Required work:
Under this line are the records; write out word for word the part that begins at the line containing "Target: black iron fence" and ends at the line containing "Target: litter bin", and no more.

Dataset records:
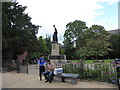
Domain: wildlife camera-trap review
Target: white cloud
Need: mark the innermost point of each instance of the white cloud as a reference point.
(60, 12)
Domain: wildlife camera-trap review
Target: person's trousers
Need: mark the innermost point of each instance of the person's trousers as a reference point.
(48, 75)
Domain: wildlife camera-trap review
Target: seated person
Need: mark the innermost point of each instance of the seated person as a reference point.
(48, 74)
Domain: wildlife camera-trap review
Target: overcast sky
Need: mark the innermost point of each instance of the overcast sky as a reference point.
(60, 12)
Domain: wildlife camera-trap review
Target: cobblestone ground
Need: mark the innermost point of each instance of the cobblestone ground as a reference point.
(22, 80)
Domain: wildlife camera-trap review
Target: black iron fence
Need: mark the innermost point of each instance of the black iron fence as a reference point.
(97, 72)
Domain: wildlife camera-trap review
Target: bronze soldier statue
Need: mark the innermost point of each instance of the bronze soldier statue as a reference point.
(55, 39)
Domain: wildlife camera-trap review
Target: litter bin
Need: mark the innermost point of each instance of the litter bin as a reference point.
(118, 75)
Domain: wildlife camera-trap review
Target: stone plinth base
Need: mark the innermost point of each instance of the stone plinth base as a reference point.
(55, 49)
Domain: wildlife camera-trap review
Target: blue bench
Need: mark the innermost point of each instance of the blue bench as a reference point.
(72, 76)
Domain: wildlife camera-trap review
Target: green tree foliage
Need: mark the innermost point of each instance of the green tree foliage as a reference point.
(74, 33)
(115, 40)
(96, 42)
(84, 41)
(18, 33)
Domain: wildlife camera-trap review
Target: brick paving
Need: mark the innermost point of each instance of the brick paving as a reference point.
(22, 80)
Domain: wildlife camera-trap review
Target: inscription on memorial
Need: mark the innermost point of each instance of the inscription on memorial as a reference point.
(57, 57)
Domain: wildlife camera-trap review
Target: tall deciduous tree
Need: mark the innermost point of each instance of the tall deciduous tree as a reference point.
(97, 42)
(74, 36)
(18, 33)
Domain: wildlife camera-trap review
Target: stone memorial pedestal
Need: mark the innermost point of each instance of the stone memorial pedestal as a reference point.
(55, 57)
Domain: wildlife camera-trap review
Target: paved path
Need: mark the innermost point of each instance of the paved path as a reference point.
(21, 80)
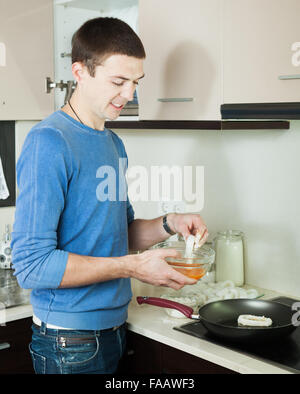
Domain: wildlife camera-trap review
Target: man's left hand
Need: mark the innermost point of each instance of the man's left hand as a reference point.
(187, 224)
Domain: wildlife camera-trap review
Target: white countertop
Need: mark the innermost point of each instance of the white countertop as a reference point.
(15, 313)
(154, 323)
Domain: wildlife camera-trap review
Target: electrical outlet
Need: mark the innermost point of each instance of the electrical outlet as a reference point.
(171, 206)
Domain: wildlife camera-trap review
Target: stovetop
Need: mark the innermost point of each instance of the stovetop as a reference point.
(285, 353)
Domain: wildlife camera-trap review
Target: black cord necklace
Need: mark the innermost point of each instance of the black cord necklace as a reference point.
(75, 112)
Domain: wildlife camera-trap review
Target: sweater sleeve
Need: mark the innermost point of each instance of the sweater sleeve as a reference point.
(43, 170)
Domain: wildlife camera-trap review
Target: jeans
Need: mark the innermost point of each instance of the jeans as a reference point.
(76, 351)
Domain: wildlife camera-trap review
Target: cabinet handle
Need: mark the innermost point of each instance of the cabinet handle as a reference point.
(175, 99)
(4, 345)
(292, 76)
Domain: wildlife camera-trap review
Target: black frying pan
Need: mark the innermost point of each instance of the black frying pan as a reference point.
(220, 317)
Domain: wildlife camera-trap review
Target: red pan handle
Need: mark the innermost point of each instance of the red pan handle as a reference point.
(186, 310)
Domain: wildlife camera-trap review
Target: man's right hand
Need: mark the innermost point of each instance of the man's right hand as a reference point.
(151, 267)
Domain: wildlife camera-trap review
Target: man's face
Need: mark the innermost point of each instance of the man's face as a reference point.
(113, 85)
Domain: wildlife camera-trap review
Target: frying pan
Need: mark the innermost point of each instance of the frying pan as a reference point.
(220, 318)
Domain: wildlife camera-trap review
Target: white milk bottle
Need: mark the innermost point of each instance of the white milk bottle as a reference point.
(229, 256)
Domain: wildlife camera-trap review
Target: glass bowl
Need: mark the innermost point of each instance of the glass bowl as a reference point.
(195, 266)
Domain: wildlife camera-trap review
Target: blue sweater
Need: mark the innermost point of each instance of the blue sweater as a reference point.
(72, 198)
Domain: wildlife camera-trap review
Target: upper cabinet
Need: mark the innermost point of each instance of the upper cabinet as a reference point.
(261, 51)
(26, 58)
(183, 65)
(204, 57)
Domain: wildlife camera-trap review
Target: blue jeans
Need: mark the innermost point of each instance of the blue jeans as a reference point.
(76, 351)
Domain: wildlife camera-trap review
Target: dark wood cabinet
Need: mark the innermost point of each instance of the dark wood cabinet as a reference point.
(16, 359)
(146, 356)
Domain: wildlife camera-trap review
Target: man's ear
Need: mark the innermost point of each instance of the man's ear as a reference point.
(79, 70)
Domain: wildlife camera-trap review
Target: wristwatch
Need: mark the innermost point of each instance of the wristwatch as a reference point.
(166, 226)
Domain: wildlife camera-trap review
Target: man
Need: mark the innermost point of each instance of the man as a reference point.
(70, 244)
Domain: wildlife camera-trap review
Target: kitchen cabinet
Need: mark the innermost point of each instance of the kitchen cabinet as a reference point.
(261, 51)
(147, 356)
(183, 66)
(35, 46)
(26, 53)
(15, 337)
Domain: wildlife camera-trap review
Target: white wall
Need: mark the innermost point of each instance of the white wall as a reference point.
(22, 128)
(251, 184)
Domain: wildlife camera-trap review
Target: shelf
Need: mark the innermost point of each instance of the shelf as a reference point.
(197, 125)
(288, 111)
(97, 5)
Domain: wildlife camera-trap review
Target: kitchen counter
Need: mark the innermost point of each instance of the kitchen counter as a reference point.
(15, 313)
(153, 322)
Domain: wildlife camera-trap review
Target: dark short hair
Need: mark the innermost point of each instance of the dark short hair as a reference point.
(99, 38)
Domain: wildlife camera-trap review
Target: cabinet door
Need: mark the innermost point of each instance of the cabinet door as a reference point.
(261, 39)
(182, 68)
(26, 58)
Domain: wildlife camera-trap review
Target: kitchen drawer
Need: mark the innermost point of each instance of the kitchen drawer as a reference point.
(147, 356)
(16, 359)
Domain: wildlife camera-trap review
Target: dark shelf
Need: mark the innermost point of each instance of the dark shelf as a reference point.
(197, 125)
(289, 111)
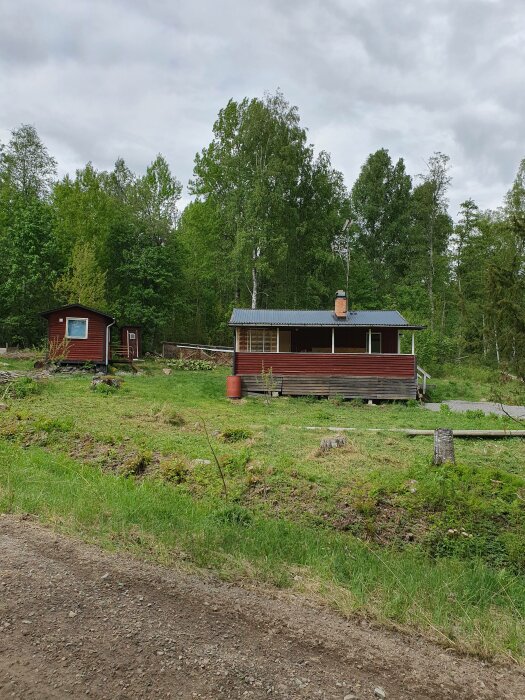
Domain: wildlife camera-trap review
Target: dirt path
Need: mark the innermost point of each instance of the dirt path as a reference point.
(79, 622)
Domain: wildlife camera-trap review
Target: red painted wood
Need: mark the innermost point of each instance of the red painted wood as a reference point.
(93, 348)
(346, 365)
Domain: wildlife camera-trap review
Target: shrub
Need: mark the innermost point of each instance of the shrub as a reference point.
(191, 365)
(235, 435)
(174, 470)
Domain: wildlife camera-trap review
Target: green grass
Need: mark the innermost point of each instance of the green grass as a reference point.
(462, 604)
(371, 527)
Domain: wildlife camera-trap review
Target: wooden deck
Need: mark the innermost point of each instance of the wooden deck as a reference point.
(352, 375)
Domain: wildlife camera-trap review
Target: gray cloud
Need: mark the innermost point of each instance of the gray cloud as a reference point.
(101, 79)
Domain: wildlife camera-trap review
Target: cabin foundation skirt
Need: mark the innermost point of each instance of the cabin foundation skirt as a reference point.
(387, 388)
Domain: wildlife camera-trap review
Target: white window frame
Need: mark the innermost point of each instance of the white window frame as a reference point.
(380, 342)
(76, 337)
(265, 339)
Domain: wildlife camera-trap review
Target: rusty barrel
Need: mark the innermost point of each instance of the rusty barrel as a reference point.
(233, 387)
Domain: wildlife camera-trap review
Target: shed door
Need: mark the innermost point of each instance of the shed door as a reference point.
(132, 342)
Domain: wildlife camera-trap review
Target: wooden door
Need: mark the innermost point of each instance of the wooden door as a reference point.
(132, 343)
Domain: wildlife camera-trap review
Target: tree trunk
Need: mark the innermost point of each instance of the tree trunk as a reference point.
(444, 446)
(255, 281)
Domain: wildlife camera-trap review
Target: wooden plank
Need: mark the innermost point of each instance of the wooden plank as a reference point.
(347, 387)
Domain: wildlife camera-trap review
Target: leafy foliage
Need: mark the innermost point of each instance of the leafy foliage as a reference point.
(272, 224)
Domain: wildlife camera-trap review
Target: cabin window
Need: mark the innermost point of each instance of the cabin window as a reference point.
(257, 340)
(76, 328)
(376, 342)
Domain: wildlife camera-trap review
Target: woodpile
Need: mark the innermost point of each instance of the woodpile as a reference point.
(444, 446)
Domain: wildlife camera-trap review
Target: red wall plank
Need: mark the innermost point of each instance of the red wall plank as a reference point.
(352, 365)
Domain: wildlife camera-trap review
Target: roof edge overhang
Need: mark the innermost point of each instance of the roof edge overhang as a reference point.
(47, 313)
(335, 324)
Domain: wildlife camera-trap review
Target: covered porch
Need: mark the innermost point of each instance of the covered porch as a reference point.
(323, 340)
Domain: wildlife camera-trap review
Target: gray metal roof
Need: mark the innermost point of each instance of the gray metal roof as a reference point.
(289, 317)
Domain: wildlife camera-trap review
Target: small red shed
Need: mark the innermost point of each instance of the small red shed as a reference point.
(353, 354)
(78, 334)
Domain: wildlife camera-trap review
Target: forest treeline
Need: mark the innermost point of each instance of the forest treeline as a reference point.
(271, 224)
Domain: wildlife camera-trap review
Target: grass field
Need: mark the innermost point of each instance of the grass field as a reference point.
(371, 527)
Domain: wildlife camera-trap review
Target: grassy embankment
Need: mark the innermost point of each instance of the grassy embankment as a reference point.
(371, 527)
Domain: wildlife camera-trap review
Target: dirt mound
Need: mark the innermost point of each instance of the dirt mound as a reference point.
(79, 622)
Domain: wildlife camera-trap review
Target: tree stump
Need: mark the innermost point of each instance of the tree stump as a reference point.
(444, 446)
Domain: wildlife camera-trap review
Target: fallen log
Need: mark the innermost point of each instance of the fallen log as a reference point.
(414, 432)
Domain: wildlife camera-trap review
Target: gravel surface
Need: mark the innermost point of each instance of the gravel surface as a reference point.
(80, 622)
(487, 407)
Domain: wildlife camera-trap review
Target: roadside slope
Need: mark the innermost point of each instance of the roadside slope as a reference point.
(79, 621)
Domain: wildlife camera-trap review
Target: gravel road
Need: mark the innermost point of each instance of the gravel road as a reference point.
(79, 622)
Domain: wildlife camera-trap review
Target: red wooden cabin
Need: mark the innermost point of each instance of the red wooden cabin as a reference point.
(77, 334)
(353, 354)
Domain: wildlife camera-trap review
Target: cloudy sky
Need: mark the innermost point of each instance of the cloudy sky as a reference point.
(102, 79)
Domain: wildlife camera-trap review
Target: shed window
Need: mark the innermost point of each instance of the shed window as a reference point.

Task result:
Target: black iron fence
Need: mark the innermost point of each instance of the black iron fence as a reference point.
(97, 72)
Domain: wildlife camera-trap review
Target: bronze soldier statue
Need: mark the innermost point of each instance of the bronze soldier statue as a reference point.
(55, 39)
Domain: wildlife camera-trap review
Target: litter bin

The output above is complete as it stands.